Work instructions:
Can you edit the records so that "sloping rock face" becomes "steep cliff" and everything else stays the same?
-------- Data to process
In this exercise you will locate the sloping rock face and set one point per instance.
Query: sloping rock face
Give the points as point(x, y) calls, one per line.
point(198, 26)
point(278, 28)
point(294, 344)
----------------
Solution for this exercise:
In this exercise you will locate the steep cliff and set one point per instance.
Query: steep cliff
Give the points as point(x, y) calls, one per line.
point(198, 26)
point(278, 28)
point(294, 344)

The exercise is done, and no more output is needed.